====== Quoted text

Instead, it celebrates the day when the last, most isolated population of formerly enslaved people living on Galveston Island in Texas, received the news that they were finally free. June 19, 1865.

One year later, on June 19, 1866, Juneteenth was first celebrated in Texas, and the festivities soon began to spread across the American South. Today, Juneteenth is considered to be the country’s longest-running African American holiday.

It was another 156 years before the importance of the nineteenth of June 1865 was officially recognized. On June 17, 2021, President Joe Biden declared Juneteenth to be a Federal Holiday by signing the Juneteenth National Independence Day Act into law.

“To me, making Juneteenth a federal holiday wasn’t just a symbolic gesture,” said President Biden. “It was a statement of fact for this country to acknowledge the origin of — original sin of slavery.”

“To understand the war [that] was never fought over it — it wasn’t just about a Union, but it was most fundamentally about the country and freedom,” he said. “To remember the Emancipation Proclamation wasn’t just a document. It captured the essence of freedom that galvanized the country. It proved that some ideas are more powerful; they can’t be denied. It’s a reminder that the promise of America is we all are created equal in the image of God, and we deserve to be treated equally throughout our entire lives.”

Juneteenth marks both the long, hard night of slavery and subjugation, and a promise of a brighter morning to come.

============
====== Extracted records

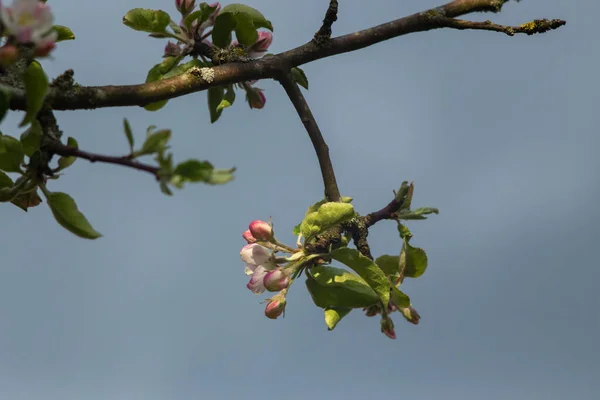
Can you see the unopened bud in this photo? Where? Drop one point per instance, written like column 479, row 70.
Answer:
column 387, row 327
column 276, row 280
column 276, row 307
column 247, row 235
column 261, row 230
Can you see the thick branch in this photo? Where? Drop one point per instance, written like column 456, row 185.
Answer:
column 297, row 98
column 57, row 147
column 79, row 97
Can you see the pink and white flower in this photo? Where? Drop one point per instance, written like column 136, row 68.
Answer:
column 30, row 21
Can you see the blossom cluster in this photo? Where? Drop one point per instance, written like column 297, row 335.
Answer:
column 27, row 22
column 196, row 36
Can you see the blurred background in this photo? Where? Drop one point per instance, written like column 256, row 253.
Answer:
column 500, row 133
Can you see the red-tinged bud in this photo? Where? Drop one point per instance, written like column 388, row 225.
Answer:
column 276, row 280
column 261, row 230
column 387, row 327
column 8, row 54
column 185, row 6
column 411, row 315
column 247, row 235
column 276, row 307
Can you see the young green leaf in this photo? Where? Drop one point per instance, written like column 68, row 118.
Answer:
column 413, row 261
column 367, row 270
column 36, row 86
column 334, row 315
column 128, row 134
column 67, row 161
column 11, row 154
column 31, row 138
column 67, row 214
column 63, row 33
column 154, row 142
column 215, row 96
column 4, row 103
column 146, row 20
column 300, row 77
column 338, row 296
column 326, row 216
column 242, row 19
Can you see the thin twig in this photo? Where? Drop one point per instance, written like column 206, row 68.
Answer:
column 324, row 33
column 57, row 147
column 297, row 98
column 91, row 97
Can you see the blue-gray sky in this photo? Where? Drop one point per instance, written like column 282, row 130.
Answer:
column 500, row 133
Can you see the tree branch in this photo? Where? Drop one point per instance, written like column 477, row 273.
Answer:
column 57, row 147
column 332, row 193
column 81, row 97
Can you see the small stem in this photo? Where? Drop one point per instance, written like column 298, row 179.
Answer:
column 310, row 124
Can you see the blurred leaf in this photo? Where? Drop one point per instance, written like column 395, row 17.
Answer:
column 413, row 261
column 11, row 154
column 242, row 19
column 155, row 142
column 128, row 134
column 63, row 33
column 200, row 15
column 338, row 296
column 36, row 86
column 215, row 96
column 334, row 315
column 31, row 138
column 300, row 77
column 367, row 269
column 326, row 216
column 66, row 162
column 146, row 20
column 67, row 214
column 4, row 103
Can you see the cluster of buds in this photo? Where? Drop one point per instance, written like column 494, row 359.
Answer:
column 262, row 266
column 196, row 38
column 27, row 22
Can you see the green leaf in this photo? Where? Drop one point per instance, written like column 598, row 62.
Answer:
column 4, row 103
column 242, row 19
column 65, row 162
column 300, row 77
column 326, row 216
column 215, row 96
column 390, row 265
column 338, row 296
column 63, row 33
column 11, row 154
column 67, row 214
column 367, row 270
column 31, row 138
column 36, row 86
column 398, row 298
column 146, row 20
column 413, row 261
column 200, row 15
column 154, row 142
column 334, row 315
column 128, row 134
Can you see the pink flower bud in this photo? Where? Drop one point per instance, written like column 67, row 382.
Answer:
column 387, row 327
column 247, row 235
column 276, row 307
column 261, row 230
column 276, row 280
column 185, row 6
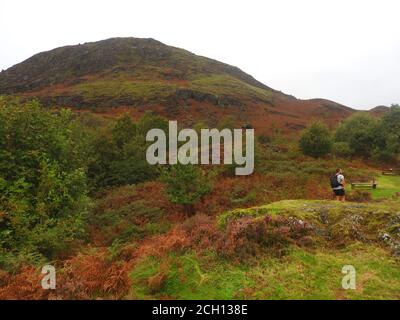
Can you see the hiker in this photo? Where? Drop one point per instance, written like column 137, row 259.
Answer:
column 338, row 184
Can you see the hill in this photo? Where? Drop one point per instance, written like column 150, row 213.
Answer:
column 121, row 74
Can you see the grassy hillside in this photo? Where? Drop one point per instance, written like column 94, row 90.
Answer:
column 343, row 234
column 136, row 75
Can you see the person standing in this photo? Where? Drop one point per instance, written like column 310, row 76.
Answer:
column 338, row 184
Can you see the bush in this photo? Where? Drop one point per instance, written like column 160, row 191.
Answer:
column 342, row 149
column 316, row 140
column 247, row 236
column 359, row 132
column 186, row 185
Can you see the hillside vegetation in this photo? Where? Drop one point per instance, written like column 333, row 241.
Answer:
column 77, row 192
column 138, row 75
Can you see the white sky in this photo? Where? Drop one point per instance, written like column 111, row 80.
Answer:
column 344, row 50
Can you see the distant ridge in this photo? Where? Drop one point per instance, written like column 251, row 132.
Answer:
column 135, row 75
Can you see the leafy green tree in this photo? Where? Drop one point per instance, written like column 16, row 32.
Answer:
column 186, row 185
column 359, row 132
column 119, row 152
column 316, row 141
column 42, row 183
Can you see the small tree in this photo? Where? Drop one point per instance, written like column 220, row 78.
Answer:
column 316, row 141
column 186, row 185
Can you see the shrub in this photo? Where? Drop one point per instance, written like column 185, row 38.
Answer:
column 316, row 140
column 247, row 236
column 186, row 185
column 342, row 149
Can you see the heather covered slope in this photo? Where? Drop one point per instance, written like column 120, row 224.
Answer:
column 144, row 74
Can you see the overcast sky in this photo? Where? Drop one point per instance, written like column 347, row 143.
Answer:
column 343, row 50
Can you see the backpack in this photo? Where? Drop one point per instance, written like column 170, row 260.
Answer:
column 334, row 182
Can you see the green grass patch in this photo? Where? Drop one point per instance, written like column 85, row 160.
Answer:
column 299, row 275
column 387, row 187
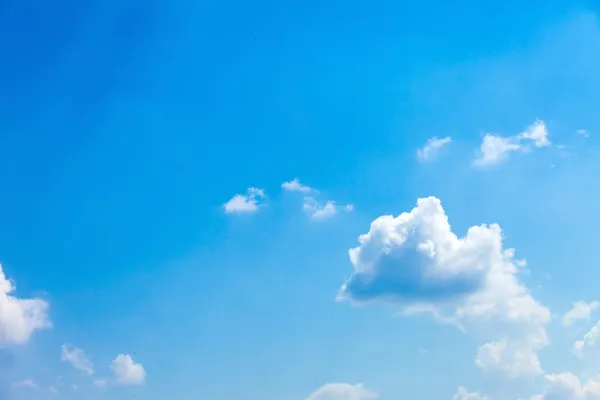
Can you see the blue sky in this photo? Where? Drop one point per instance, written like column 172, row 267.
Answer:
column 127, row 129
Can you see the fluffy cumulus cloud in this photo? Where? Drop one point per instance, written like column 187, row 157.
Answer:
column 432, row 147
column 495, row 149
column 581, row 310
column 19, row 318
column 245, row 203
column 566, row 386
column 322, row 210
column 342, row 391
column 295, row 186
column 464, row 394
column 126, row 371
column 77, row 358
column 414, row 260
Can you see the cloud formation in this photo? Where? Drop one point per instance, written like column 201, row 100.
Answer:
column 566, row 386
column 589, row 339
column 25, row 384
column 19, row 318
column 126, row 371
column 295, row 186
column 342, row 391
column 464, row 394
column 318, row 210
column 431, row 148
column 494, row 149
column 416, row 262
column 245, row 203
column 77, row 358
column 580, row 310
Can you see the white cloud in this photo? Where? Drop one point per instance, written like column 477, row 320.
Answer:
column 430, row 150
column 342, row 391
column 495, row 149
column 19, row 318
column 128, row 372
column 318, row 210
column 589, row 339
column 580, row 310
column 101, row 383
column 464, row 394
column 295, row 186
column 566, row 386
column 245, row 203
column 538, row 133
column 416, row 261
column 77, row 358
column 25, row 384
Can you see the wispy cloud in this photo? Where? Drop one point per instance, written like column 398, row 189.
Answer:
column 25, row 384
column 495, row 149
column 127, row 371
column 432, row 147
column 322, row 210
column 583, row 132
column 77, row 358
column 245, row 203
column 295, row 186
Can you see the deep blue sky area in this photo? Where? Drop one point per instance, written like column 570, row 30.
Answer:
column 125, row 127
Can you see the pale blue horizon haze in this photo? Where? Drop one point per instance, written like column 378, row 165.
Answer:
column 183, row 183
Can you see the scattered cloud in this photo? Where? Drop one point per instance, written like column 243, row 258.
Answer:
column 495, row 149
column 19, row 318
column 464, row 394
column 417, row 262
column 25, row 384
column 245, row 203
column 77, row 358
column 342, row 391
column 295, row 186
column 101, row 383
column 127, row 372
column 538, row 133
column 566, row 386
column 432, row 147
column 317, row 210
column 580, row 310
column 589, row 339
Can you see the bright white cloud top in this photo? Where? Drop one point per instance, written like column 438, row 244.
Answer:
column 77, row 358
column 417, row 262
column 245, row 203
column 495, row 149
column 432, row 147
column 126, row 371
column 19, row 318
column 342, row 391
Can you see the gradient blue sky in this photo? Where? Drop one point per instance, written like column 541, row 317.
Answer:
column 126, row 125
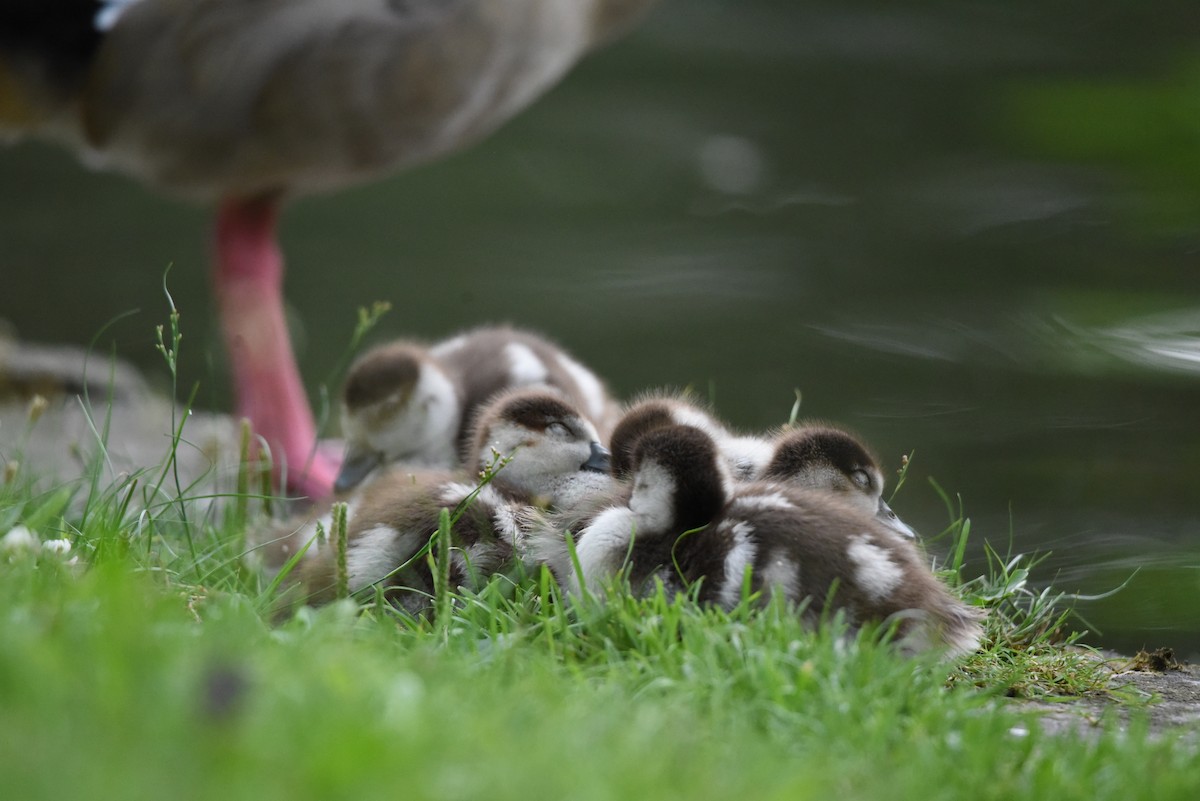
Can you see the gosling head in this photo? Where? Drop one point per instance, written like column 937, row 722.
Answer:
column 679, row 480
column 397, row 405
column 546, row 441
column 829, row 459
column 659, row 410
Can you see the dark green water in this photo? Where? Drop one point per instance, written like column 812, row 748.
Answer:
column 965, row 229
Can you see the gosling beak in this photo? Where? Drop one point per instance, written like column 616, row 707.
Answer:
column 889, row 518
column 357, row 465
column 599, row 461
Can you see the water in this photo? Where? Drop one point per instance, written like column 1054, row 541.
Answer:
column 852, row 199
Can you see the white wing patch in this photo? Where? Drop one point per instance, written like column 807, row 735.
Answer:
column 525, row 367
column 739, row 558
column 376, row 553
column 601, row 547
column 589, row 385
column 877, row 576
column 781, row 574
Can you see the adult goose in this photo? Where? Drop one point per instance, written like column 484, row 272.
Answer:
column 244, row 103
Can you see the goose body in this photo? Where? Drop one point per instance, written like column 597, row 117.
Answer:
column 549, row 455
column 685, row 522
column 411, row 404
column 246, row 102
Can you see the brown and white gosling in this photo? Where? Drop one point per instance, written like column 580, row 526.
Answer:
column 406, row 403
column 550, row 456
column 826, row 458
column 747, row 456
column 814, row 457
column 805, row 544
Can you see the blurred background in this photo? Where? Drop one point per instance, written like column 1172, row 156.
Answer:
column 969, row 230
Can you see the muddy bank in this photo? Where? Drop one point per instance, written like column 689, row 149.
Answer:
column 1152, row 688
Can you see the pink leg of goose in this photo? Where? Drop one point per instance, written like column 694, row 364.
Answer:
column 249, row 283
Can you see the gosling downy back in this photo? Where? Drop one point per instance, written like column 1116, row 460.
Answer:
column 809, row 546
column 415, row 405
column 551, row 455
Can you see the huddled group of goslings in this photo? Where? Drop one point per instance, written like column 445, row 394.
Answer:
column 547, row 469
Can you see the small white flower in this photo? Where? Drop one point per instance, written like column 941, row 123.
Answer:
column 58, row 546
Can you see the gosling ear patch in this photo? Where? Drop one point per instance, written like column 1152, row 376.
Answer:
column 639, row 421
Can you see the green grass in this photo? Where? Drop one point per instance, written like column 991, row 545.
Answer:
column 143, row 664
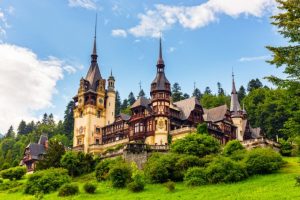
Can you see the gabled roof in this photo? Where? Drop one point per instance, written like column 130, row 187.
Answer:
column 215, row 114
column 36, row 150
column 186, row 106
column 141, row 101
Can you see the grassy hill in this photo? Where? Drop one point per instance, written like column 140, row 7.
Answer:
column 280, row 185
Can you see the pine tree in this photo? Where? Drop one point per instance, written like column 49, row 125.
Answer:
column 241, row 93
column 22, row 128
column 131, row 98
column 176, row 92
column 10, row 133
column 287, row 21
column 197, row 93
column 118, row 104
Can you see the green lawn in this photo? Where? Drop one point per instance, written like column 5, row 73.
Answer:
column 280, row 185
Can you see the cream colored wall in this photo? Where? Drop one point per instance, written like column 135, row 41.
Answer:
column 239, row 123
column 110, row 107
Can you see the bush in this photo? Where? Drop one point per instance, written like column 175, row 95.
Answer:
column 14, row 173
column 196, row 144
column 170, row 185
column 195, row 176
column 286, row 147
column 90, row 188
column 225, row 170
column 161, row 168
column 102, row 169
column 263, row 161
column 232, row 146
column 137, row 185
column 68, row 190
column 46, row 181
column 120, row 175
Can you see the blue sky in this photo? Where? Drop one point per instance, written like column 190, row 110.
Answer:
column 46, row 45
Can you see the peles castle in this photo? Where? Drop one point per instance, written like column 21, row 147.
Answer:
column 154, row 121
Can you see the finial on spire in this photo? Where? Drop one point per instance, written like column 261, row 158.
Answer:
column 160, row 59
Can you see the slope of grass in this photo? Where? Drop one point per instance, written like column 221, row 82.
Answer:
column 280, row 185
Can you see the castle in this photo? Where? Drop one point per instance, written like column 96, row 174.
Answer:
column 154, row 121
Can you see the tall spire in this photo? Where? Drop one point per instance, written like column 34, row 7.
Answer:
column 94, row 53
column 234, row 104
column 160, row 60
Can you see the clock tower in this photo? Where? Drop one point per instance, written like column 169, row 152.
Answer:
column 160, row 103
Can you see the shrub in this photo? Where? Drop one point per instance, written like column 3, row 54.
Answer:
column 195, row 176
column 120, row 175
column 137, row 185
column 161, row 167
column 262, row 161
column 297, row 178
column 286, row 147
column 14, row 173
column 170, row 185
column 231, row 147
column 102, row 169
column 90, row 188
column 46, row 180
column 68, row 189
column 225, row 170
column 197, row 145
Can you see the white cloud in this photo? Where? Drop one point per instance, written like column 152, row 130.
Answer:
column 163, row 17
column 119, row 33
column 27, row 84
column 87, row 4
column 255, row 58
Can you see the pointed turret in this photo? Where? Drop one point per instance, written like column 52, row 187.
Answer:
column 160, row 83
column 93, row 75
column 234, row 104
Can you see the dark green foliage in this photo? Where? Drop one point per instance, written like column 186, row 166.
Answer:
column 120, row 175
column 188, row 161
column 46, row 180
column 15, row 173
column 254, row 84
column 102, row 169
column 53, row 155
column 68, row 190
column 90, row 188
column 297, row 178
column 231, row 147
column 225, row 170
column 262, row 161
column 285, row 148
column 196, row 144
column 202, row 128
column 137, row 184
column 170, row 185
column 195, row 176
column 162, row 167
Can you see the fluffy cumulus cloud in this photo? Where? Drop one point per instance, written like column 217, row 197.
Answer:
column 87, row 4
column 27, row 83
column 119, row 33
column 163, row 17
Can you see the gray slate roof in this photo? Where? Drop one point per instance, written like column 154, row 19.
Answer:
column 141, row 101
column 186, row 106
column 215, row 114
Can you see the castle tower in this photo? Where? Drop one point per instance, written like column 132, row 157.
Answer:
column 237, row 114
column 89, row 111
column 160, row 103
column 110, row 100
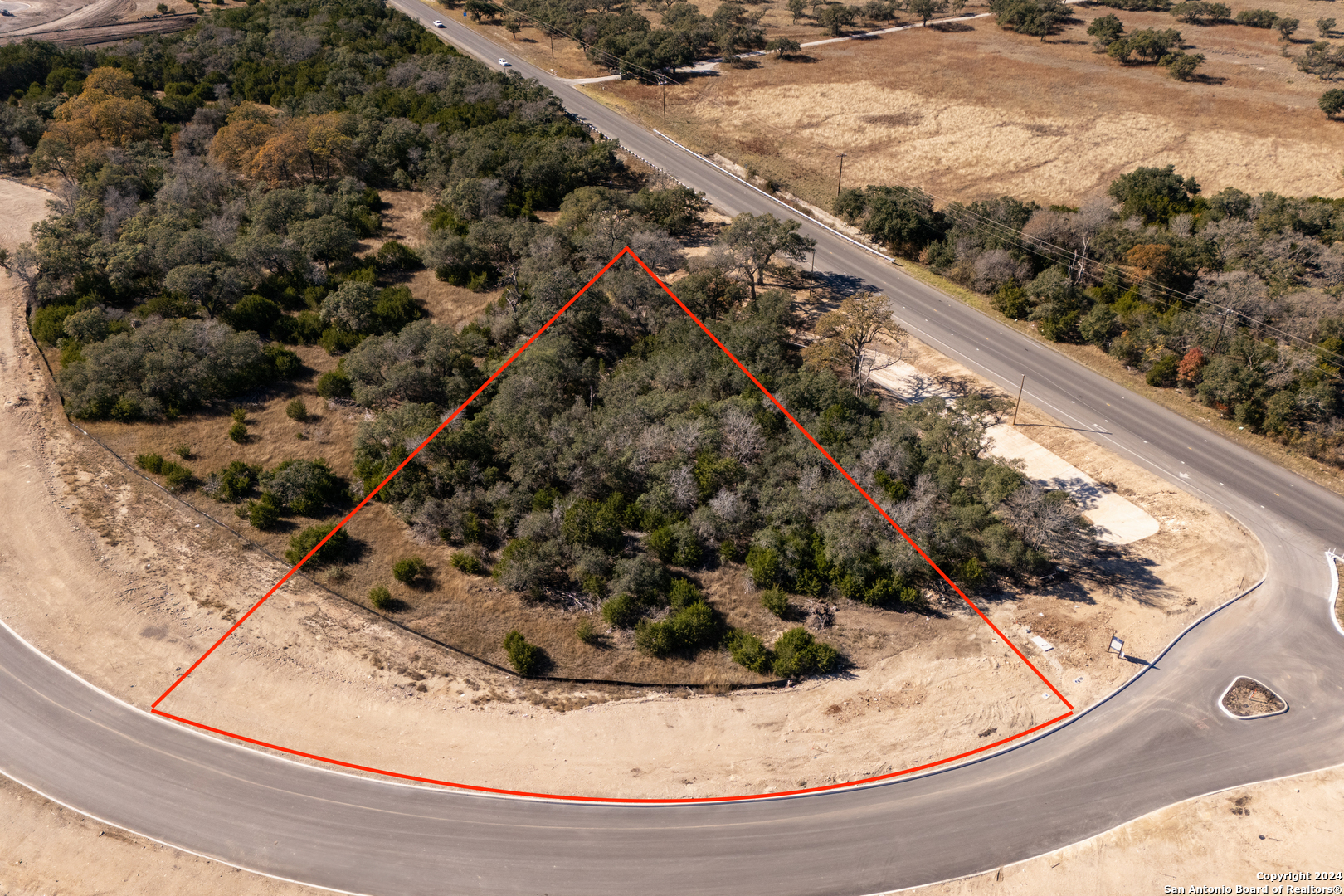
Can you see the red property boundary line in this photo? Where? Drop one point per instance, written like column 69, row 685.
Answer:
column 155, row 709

============

■ **Set tasks**:
1. From the Juneteenth text, give again the part from "Instead, it celebrates" up to and including "June 19, 1865.".
2. List every date in the Juneteenth text that is written as a month, a day number, and a year.
3. Answer these questions using the Juneteenth text:
(a) Where did the last, most isolated population of formerly enslaved people live?
(b) On what date was Juneteenth first celebrated in Texas?
(c) What law did President Joe Biden sign to make Juneteenth a Federal Holiday?

■ **Replies**:
1.
Instead, it celebrates the day when the last, most isolated population of formerly enslaved people living on Galveston Island in Texas, received the news that they were finally free. June 19, 1865.

2.
June 19, 1865
June 19, 1866
June 17, 2021

3.
(a) They lived on Galveston Island in Texas.
(b) It was first celebrated on June 19, 1866.
(c) He signed the Juneteenth National Independence Day Act.